# start of MATERIAL PROVIDED

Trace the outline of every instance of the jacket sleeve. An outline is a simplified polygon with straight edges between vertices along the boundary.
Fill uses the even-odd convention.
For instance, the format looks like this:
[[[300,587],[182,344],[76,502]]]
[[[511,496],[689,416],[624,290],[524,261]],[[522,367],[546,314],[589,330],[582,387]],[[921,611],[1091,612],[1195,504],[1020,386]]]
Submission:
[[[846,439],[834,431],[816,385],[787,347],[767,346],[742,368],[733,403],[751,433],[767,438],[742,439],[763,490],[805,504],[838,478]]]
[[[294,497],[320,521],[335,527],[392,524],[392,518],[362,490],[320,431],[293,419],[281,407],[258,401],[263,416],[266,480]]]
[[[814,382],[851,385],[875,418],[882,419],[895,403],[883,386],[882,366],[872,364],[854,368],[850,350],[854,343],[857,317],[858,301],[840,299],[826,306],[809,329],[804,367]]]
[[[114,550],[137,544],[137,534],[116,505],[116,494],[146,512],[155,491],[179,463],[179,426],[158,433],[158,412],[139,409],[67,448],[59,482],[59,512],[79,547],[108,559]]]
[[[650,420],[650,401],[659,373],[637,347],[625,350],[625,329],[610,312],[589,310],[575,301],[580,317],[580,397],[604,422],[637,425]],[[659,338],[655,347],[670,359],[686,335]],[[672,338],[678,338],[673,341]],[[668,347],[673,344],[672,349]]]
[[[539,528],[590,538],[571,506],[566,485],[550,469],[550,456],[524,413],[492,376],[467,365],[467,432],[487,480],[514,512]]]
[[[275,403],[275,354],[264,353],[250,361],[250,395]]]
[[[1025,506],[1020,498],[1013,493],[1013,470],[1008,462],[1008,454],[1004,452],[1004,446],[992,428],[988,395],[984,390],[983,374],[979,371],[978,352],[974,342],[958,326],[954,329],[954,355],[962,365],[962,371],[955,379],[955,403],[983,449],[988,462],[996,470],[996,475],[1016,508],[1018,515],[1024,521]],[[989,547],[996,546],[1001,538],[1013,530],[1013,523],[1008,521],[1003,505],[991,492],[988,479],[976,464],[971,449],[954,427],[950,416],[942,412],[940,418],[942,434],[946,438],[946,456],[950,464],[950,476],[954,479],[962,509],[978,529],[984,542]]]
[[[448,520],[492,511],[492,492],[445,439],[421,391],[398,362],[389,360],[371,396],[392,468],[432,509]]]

# end of MATERIAL PROVIDED

Give the records from the start through the line containing "[[[300,587],[182,344],[76,502]]]" as a numbered list, skipping any blank lines.

(CORRECT ANSWER):
1. Trace the outline of every instance of the jacket sleeve. An outline is a simplified polygon with straight edges between vertices along the boundary.
2. Fill uses the even-odd convention.
3. For instance, the format looks like this:
4. [[[300,587],[182,344],[76,502]]]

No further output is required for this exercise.